### KUTIPAN TEKS
○ ○ ○ ○ ○ ○ ○

Pernah kejadian, konon lagi, pada jaman orde baru seorang petani bikin sport jantung para pejabat mulai camat, bupati, gubernur sampai Menteri terkait. “Bapak Presiden yang terhormat. Saya punya tiga pertanyaan.” Kata Bapak Petani dalam sebuah acara Kelompencapir, acara bersama Presiden Soeharto yang sangat populer, dengan percaya diri. Deg. Hati para pejabat hampir copot. Bukankah orang ini hanya dua pertanyaan. Dua pertanyaan inilah yang sudah diajukan mereka ke Setneg beberapa bulan sebelum acara. Bahkan siapa yang bertanya pun hasil pemilihan yang sangat ketat dengan proses berbulan-bulan. Bisa jadi sudah lolos litsus. Artinya litsus itu penelitian khusus apakah yang bersangkutan bukan berasal dari keluarga Partai Komunis Indonesia.
Bahkan dua pertanyaan ini yang sudah bolak-balik dicoba sejak gladi resik sehari sebelumnya oleh para protokol istana. Dan masih dua pertanyaan. Rupanya Petani penanya itu melakukan improvisasi sendiri di luar pengetahuan para protokol Istana. Dan ini yang diluar dugaan semua pihak. Ternyata Petani penanya ini cukup berani melanggar kesepakatan dengan para protokol istana. Dan para protokol istana biasanya sangat strike dan anti perubahan mendadak. Bahkan kalau mau improvisasi pun harus seizin dan sepengetahuan mereka.

○ ○ ○ ○ ○ ○ ○

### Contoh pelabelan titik
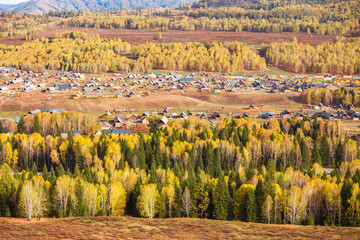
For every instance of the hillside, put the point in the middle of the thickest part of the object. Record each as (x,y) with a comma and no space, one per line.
(6,6)
(41,6)
(181,228)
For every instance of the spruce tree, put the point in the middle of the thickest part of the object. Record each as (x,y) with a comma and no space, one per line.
(45,172)
(251,206)
(315,154)
(80,209)
(339,154)
(260,197)
(21,125)
(222,200)
(325,150)
(345,194)
(36,127)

○ ○ ○ ○ ○ ○ ○

### PETUNJUK TUGAS
Jawab pertanyaan berikut berdasarkan teks tentang acara Kelompencapir di atas.
1. Berapa pertanyaan yang dikatakan Bapak Petani akan ia ajukan kepada Presiden?
2. Apa arti litsus menurut teks itu?
3. Kapan para protokol istana menggelar gladi resik?

### JAWABAN LATIHAN
1. Tiga pertanyaan.
2. Penelitian khusus apakah yang bersangkutan bukan berasal dari keluarga Partai Komunis Indonesia.
3. Sehari sebelum acara.